As an enthusiast of the modern, Léger was greatly attracted to cinema, and for a time he considered giving up painting for filmmaking. In 1923–24 he designed the set for the laboratory scene in Marcel L’Herbier’s L’Inhumaine(The Inhuman One). In 1924, in collaboration with Dudley Murphy, George Antheil, and Man Ray, Léger produced and directed the iconic and Futurism-influenced film, Ballet Mécanique (Mechanical Ballet). Neither abstract nor narrative, it is a series of images of a woman’s lips and teeth, close-up shots of ordinary objects, and repeated images of human activities and machines in rhythmic movement. Léger saw in the cinema the animated equivalent of “the new spirit of modern art and poetry.”
The exhibit transitions seamlessly into several examples of works by Léger, created with the film genre in mind, or in collaboration with film makers. Memories of his war experience and extended recovery from gas poisoning were foremost in his mind, when Léger first returned to Paris in 1916. “We were of the opinion that everything was happening ‘over there,’ that life was collected on the [front] lines, that the civilian zone was only boredom and death.” The artist was first introduced to the cinema by his friend, critic and poet, Guillaume Apollinaire, who encouraged him to look at life at home differently. He implored Léger, “There is something [at the cinema] all the same, come see.” This opened creative doors for him, influenced, ironically enough, by the comic styling of Charlie Chaplin (Charlot, as he was known in France). For Léger, Charlot embodied “not only the impact of modern film comedy, but also the modernist principles of surprise and spectacular display,” according to exhibition catalogue contributor, Jennifer Wild.
With the novelty of film, and its ability to deliver poignant images of war, as well as comic-tragic drama to an assembled audience, Léger work with French film makers like Abel Gance and Dudley Murphy explored allegorical relationships of a mechanistic society, animated on film, then elevated to forms and motifs captured on canvas. His Composition with Hat and Hands (1927), is directly referential to a series of studies on film of details of everyday object, ranging from the human figure, to geometric shapes, hats, bottles and spinning wheels. For Léger, the nexus between film and painting was deemed as essential to understanding the origin of the modern spectacle, especially as embraced by Charlot, and his “element of the surprise effect. ’” Chaplin did not merely appearing on the screen, but “erupted as a ‘living object’ with mechanical movements, and machine-like gags” that personified what was unique about the film medium (when compared to theater), but personified Léger’s view of the human figure in his work possessing “plastic value, devoid of sentimentality.”
In 1920, he met architect and artist, Le Corbusier, who would remain a lifelong friend and provide Léger with inspiration for some of his architectural projects in later years. They shared an interest in the Purism movement—founded by Le Corbusier and Amédée Ozenfant—a style intended as a rational, mathematically based corrective to the impulsiveness of cubism. His still life compositions from this period are dominated by stable, interlocking rectangular formations in vertical and horizontal orientation, informed by his interest in the ‘new’ architectural design. Shapes integrate into a machine-like, functioning whole, a play of masses and interpenetrating spaces brought together in light. Le Corbusier said that Léger’s paintings demand a new architecture—one in which design supports art and art supports design in a series of spatially-layered, interlocking forms.
══════════════════════════════
• [Set task 1]: In the text on Léger and film, who first introduced Léger to the cinema?
• [Set task 2]: Using the text on Léger and film, explain in one to three sentences why Charlie Chaplin mattered so much to Léger.
• [Set task 3]: Go on with the text on Léger and film from where it stops.

• [Stored rows]:
══════════════════════════════
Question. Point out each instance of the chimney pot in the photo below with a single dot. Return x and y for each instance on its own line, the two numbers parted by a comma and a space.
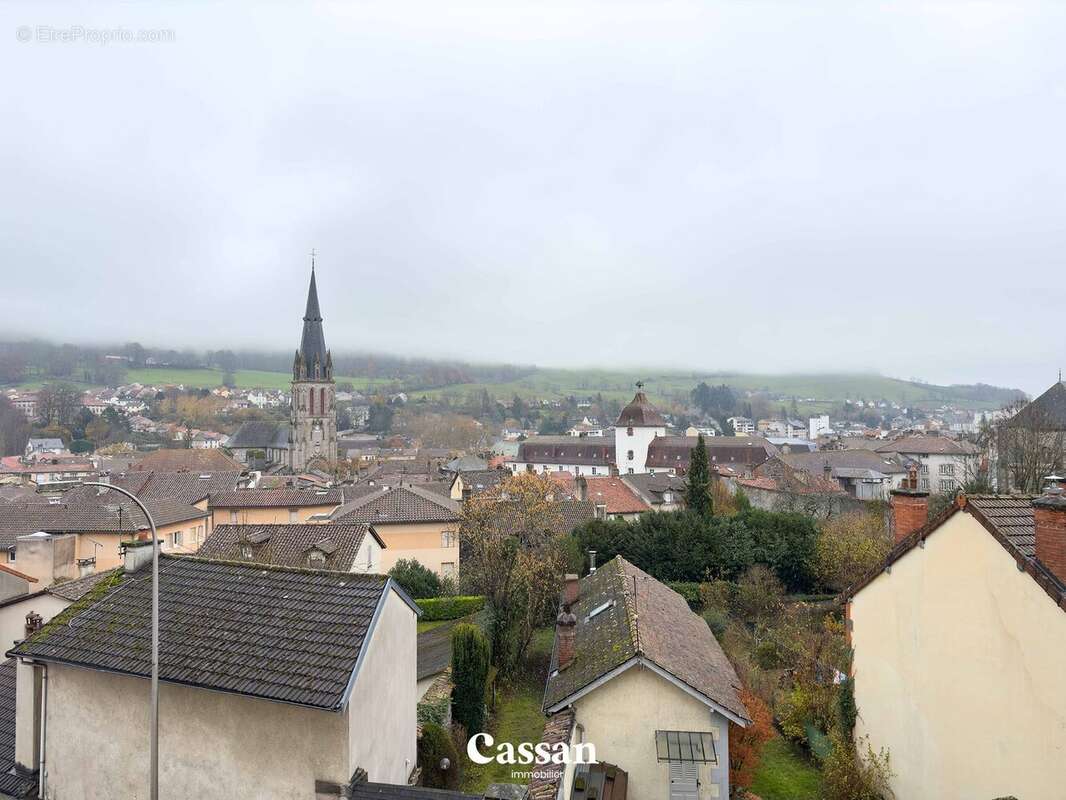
910, 509
566, 635
569, 590
1049, 512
══════════════════════════════
• [Result 1]: His friend Guillaume Apollinaire, a critic and poet, first introduced him to the cinema.

• [Result 2]: For Léger, Chaplin (known in France as Charlot) embodied the impact of modern film comedy and the modernist principles of surprise and spectacular display. Rather than merely appearing on screen, Chaplin "erupted as a 'living object'" with mechanical movements and machine-like gags. This showed what made film unique compared to theater and matched Léger's view of the human figure as having "plastic value, devoid of sentimentality."

• [Result 3]:
Modernist architects of the 1920s would refute the ornamentation in building structures, and avant-garde artists like Léger were attracted to certain aspects of the modernist styling. The “mechanical” works Léger painted in the 1920s, in their formal clarity as well as in their subject matter—both in terms of figurative paintings, as well as well-ordered landscapes are typical of the postwar “return to order” in the arts, and link him to the tradition of French figurative painting represented by Poussin and Corot. As Christopher Green suggests, as noted in an article in the Léger catalogue, by Spyros Papapetros, “Léger’s paintings, post-1917, would acquire a ‘marked decorative quality,’ with the addition of certain motifs, such as ‘ boarders with frills and patterns of dots or dashes, and in fact, the artist was drawn to the idea of painting as embellishment of architecture—as decoration.’” Papapetros says that “In those years Léger’s painting became increasingly architectural, transforming…into a form of architecture itself. In his easel paintings that Léger proposes an alternative use of architecture as decoration, which now acquires a structural role.”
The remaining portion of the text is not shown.